Exercise directions — Format every line of the listing below as a Markdown table with the columns "Row" and "Entry," numbering each line in order and omitting blank lines.

===============

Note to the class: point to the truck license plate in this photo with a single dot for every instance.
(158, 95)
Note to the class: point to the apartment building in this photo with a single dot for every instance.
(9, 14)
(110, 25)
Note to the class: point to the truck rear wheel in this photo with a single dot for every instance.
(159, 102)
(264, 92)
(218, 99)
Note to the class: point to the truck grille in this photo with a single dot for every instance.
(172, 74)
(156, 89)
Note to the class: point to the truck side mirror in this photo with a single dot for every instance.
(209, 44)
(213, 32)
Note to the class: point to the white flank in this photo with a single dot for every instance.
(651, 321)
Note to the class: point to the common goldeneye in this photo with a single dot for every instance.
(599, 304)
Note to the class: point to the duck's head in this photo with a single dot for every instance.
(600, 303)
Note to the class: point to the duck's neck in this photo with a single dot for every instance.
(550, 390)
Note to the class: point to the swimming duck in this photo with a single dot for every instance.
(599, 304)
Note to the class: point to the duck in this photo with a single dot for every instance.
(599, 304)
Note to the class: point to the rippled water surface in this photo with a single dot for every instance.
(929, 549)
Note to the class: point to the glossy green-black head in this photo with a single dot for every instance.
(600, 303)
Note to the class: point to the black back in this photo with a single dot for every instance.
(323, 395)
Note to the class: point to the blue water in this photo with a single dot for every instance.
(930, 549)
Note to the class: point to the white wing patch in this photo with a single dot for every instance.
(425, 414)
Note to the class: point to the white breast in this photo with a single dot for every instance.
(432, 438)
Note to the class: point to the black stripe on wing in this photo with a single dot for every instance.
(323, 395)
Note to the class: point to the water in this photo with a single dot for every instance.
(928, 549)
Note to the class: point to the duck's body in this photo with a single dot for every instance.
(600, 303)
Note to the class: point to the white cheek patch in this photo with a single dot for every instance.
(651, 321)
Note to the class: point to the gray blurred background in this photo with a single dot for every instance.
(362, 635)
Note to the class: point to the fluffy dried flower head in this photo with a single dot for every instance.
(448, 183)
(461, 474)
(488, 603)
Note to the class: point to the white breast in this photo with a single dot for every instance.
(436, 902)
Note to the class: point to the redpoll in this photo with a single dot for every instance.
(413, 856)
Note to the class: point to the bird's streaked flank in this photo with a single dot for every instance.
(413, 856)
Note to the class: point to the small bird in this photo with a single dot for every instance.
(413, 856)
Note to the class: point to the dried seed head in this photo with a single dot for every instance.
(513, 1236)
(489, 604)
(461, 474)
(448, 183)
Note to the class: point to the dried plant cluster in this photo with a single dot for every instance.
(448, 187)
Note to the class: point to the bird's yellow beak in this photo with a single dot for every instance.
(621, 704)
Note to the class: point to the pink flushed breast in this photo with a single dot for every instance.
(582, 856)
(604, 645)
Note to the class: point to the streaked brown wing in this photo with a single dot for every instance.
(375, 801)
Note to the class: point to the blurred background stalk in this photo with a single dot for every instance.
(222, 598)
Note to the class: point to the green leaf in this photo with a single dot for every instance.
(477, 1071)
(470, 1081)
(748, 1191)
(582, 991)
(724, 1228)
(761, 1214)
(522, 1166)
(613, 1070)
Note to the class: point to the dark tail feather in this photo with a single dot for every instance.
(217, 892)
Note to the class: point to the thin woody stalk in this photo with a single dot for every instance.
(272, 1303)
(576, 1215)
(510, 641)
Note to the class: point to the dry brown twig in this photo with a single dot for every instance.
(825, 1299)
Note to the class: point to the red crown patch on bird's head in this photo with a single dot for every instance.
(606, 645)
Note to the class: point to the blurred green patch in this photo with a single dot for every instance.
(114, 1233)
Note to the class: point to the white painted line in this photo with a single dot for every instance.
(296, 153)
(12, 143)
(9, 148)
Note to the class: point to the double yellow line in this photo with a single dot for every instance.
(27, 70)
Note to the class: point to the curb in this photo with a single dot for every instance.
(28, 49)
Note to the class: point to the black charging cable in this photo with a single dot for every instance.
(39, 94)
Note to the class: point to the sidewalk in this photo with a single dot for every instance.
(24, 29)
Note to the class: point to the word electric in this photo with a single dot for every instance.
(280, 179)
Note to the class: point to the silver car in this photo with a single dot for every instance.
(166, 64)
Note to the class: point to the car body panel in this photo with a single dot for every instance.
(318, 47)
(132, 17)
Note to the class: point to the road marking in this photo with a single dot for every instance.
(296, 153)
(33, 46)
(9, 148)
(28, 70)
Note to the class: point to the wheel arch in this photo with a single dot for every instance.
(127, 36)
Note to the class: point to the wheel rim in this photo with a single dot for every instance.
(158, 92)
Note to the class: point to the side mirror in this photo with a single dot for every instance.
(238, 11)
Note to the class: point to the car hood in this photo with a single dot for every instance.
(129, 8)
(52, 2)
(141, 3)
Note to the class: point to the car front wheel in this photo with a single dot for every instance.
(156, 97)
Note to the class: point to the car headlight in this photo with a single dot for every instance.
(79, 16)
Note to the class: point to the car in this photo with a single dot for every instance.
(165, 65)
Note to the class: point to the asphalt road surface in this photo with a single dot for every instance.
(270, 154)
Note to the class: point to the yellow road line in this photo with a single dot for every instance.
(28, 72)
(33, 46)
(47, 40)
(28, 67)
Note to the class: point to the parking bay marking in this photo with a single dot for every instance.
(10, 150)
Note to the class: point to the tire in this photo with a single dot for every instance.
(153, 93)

===============

Exercise result —
| Row | Entry |
|---|---|
| 1 | Note to the class: point to the truck license plate in this photo with a single dot for every instance. |
| 2 | (158, 95) |
| 3 | Note to the class: point to the apartment building in this photo with a single dot for every instance. |
| 4 | (9, 14) |
| 5 | (110, 25) |
| 6 | Note to the class: point to the truck rear wheel in this photo with a single dot for every instance. |
| 7 | (159, 102) |
| 8 | (264, 92) |
| 9 | (218, 99) |
| 10 | Note to the class: point to the truck grille in this photo with a single dot for every instance. |
| 11 | (172, 74) |
| 12 | (156, 89) |
| 13 | Note to the class: point to the truck side mirror in this photo with a single dot for every instance. |
| 14 | (209, 44) |
| 15 | (213, 32) |
| 16 | Note to the class: point to the white flank in this photo with a single dot for every instance. |
| 17 | (651, 321) |
| 18 | Note to the class: point to the common goldeneye in this photo with a single dot for every instance. |
| 19 | (599, 304) |
| 20 | Note to the class: point to the duck's head in this photo with a single dot for every instance. |
| 21 | (600, 303) |
| 22 | Note to the class: point to the duck's neck in this photo with a single dot for every instance. |
| 23 | (550, 390) |
| 24 | Note to the class: point to the swimming duck in this photo with a single dot for every instance. |
| 25 | (599, 304) |
| 26 | Note to the class: point to the duck in this photo with a single dot for every instance. |
| 27 | (599, 304) |
| 28 | Note to the class: point to the rippled water surface in this photo with a single dot for every instance. |
| 29 | (929, 549) |
| 30 | Note to the class: point to the glossy green-black head in this photo with a single dot for every instance. |
| 31 | (600, 303) |
| 32 | Note to the class: point to the black back in this photo with a single dot for every instance. |
| 33 | (323, 395) |
| 34 | Note to the class: point to the blue water in this photo with a single dot for every instance. |
| 35 | (930, 549) |
| 36 | Note to the class: point to the white wing patch in this photo with a single dot for every instance. |
| 37 | (425, 414) |
| 38 | Note to the class: point to the white breast in this photo with a single dot for every instance. |
| 39 | (432, 438) |
| 40 | Note to the class: point to the black stripe on wing in this photo with a single dot for every instance. |
| 41 | (323, 395) |
| 42 | Note to the class: point to the water in this photo with a single dot for every instance. |
| 43 | (928, 549) |
| 44 | Note to the class: point to the duck's body in this photo with a single dot for every instance. |
| 45 | (600, 303) |
| 46 | Note to the class: point to the white cheek patch in this photo with a single dot for every instance. |
| 47 | (651, 321) |
| 48 | Note to the class: point to the gray blurred background in this photo with a single dot for every instance. |
| 49 | (362, 635) |
| 50 | Note to the class: point to the fluffy dried flower head in this photo with a single dot for every instance. |
| 51 | (448, 183) |
| 52 | (461, 474) |
| 53 | (488, 603) |
| 54 | Note to the class: point to the white breast in this photo with a single dot for every instance. |
| 55 | (436, 902) |
| 56 | Note to the class: point to the redpoll in this photo with a single dot for every instance. |
| 57 | (413, 856) |
| 58 | Note to the class: point to the bird's streaked flank in this photo with a single dot for every instance. |
| 59 | (413, 856) |
| 60 | Note to the class: point to the small bird in this photo with a single dot for every instance. |
| 61 | (413, 856) |
| 62 | Note to the class: point to the dried seed head in this photo with a single dot for every instance. |
| 63 | (513, 1236) |
| 64 | (489, 604) |
| 65 | (461, 474) |
| 66 | (448, 183) |
| 67 | Note to the class: point to the dried plant cluster in this photo with a single dot for every instance. |
| 68 | (448, 187) |
| 69 | Note to the class: point to the bird's yellow beak in this photo with a single dot for every instance. |
| 70 | (621, 704) |
| 71 | Note to the class: point to the pink flushed breast in this photo with a single dot for every instance. |
| 72 | (582, 856) |
| 73 | (604, 645) |
| 74 | Note to the class: point to the streaked brown wing in this photo with a single dot for every instance. |
| 75 | (375, 801) |
| 76 | Note to the class: point to the blurred background stalk in this photo with a single dot for every instance. |
| 77 | (222, 598) |
| 78 | Note to the class: point to the green leaf in this photo with a single dot for every instance. |
| 79 | (477, 1071) |
| 80 | (470, 1081) |
| 81 | (748, 1191) |
| 82 | (582, 991) |
| 83 | (724, 1228) |
| 84 | (761, 1214) |
| 85 | (522, 1166) |
| 86 | (613, 1070) |
| 87 | Note to the class: point to the dark tail feather in this photo with a single dot for every instance. |
| 88 | (217, 892) |
| 89 | Note to the class: point to the thin woody stalk in this photo with a single dot for every instance. |
| 90 | (272, 1303) |
| 91 | (576, 1215) |
| 92 | (510, 641) |
| 93 | Note to the class: point to the dry brown twig in this photo with a single dot for every instance. |
| 94 | (825, 1299) |
| 95 | Note to the class: point to the red crown patch on bird's head in this photo with a single dot for every instance. |
| 96 | (606, 645) |
| 97 | Note to the class: point to the blurred green patch in this photo with a single dot for every instance. |
| 98 | (114, 1233) |
| 99 | Note to the class: point to the white painted line in this photo with a single dot for every instance. |
| 100 | (296, 153) |
| 101 | (12, 143) |
| 102 | (9, 148) |
| 103 | Note to the class: point to the double yellow line in this photo with a single dot for every instance. |
| 104 | (27, 70) |
| 105 | Note to the class: point to the curb in this photo with a single dot for every instance. |
| 106 | (28, 49) |
| 107 | Note to the class: point to the black charging cable in this photo with a single dot for every instance. |
| 108 | (39, 94) |
| 109 | Note to the class: point to the sidewalk in this photo with a single dot for every instance. |
| 110 | (24, 29) |
| 111 | Note to the class: point to the word electric in this photo with a single dot for every instance. |
| 112 | (280, 179) |
| 113 | Note to the class: point to the silver car in this photo with a single dot for every instance. |
| 114 | (166, 64) |
| 115 | Note to the class: point to the car body panel in this photo with a single dot for every instance. |
| 116 | (318, 47) |
| 117 | (132, 17) |
| 118 | Note to the class: point to the road marking in this photo with a single dot for every instance. |
| 119 | (296, 153) |
| 120 | (33, 46) |
| 121 | (9, 148) |
| 122 | (28, 70) |
| 123 | Note to the class: point to the wheel arch in this photo with a single dot for every instance. |
| 124 | (127, 36) |
| 125 | Note to the class: point to the wheel rim in this photo with a single dot for every instance. |
| 126 | (158, 92) |
| 127 | Note to the class: point to the side mirror in this photo with a single dot for every instance. |
| 128 | (238, 11) |
| 129 | Note to the class: point to the car hood in this photo with a single dot for every instance. |
| 130 | (129, 8) |
| 131 | (52, 2) |
| 132 | (141, 3) |
| 133 | Note to the class: point to the car front wheel in this photo with a single dot for every instance. |
| 134 | (156, 97) |
| 135 | Note to the class: point to the car headlight in this photo with a single dot for every instance. |
| 136 | (79, 16) |
| 137 | Note to the class: point to the car in this photo with a single dot for every instance. |
| 138 | (165, 65) |
| 139 | Note to the class: point to the asphalt road surface in this photo with a single dot for every instance. |
| 140 | (270, 154) |
| 141 | Note to the class: point to the yellow road line in this photo with a single dot for every instance. |
| 142 | (28, 72) |
| 143 | (33, 46) |
| 144 | (47, 40) |
| 145 | (28, 67) |
| 146 | Note to the class: point to the parking bay marking in this photo with a single dot for every instance. |
| 147 | (10, 150) |
| 148 | Note to the class: point to the tire in this photo with a single dot for every instance. |
| 149 | (153, 93) |